- [WHAT YOU WILL DO]:
• a. Rewrite the stretch of the letter from "I am writing" through "Purchase Date ($3.55).", replacing "premium" with "markup".
• b. Answer these questions using the letter below:
(i) On what date did DPW make its last 13D filing?
(ii) Under which section of the Minnesota Business Corporation Act is the proposal made?
(iii) What purchase price per share is anticipated for the Tender Offer?

- [TEXT]:
⁂
EX-99.1 2 ex99_1.htm EXHIBIT 99.1
Exhibit 99.1

 

 
February 16, 2018
 

Michael J. Pudil,
Chairman and Chief Executive Officer
WSI Industries, Inc.
213 Chelsea Road
Monticello, MN 55362

 
Dear Mr. Pudil,
 
As you are undoubtedly aware from its filings on Schedule 13D, DPW Holdings, Inc. (“DPW”) has been acquiring shares of the common stock of WSI Industries, Inc. since December 6, 2017 (the “Initial Purchase Date”).  As of January 16, 2018, the date of its last 13D filing, DPW beneficially owned 247,890 shares of the common stock of WSI Industries, Inc. (“WSI”), which represented 8.4% of the total shares of WSI common stock outstanding (the “Current Holdings”).
 
I am writing at this time to inform you that DPW plans to obtain additional shares of WSI common stock by engaging in a cash tender offer.  Please consider this a “good faith definitive proposal” for DPW to acquire such shares pursuant to the provisions of the Minnesota Business Corporation Act (“MBCA”) under §302A.673 thereof (the “Business Combination Provisions”).  The details of the proposed share acquisition are as follows:
 
·
DPW plans to make a tender offer to acquire shares of WSI common stock from the current shareholders of WSI (the “Tender Offer”).
 
 
·
The purchase price to be offered to WSI shareholder in the Tender Offer is anticipated to be $6.00, per share, representing a premium of approximately 18% over the closing share price on February 15, 2018 ($5.10) and approximately 69% over the closing share price on the day immediately prior to the Initial Purchase Date ($3.55).
⁂
- [DATASET]:
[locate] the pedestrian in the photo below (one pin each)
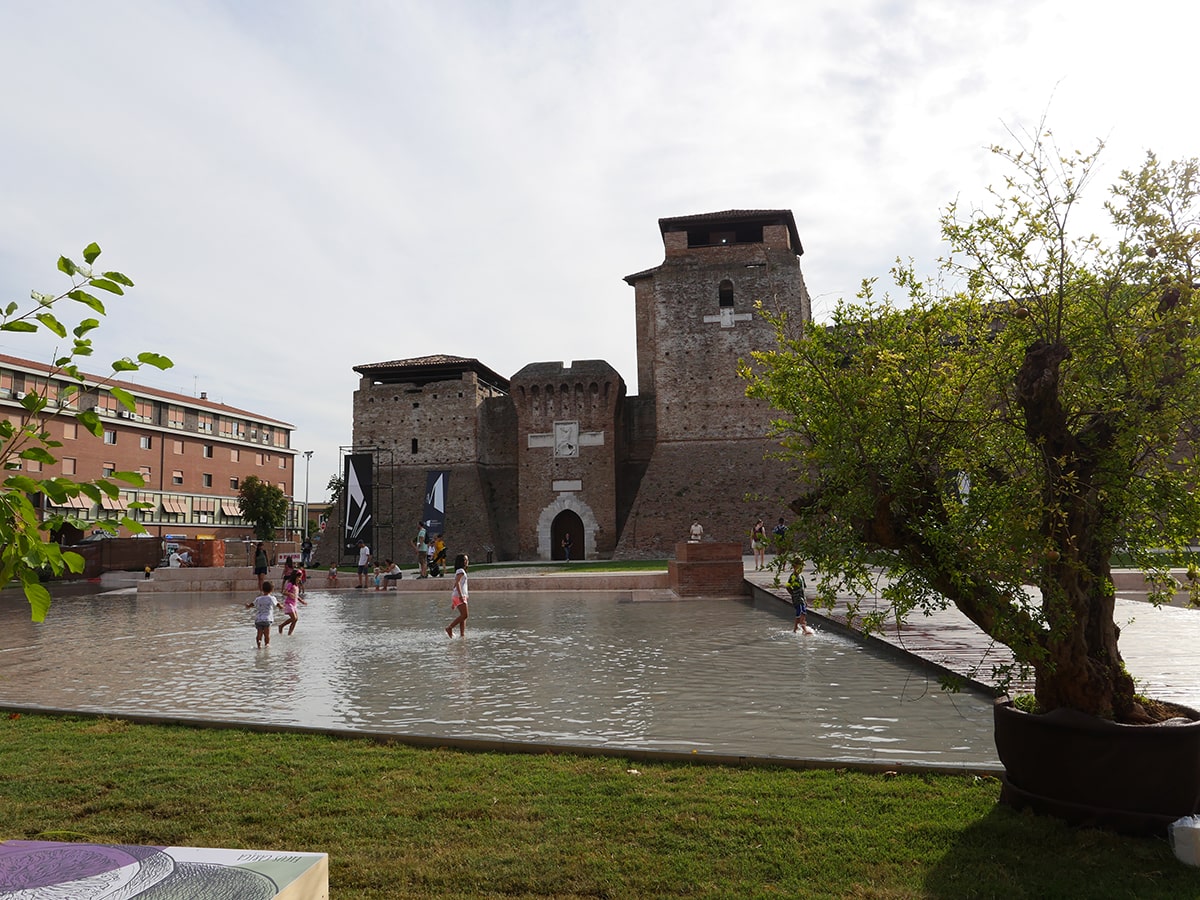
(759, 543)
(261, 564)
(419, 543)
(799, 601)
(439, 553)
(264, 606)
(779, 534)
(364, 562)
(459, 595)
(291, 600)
⁂
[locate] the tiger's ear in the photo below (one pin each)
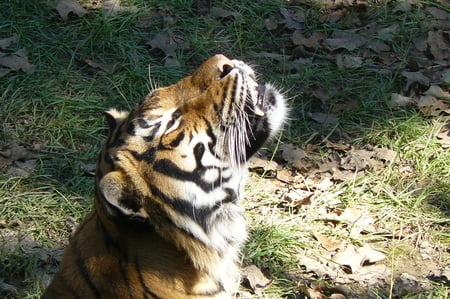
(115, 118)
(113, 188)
⁂
- [ANSWERS]:
• a.
I am writing at this time to inform you that DPW plans to obtain additional shares of WSI common stock by engaging in a cash tender offer.  Please consider this a “good faith definitive proposal” for DPW to acquire such shares pursuant to the provisions of the Minnesota Business Corporation Act (“MBCA”) under §302A.673 thereof (the “Business Combination Provisions”).  The details of the proposed share acquisition are as follows:
 
·
DPW plans to make a tender offer to acquire shares of WSI common stock from the current shareholders of WSI (the “Tender Offer”).
 
 
·
The purchase price to be offered to WSI shareholder in the Tender Offer is anticipated to be $6.00, per share, representing a markup of approximately 18% over the closing share price on February 15, 2018 ($5.10) and approximately 69% over the closing share price on the day immediately prior to the Initial Purchase Date ($3.55).

• b.
(i) January 16, 2018
(ii) §302A.673
(iii) $6.00 per share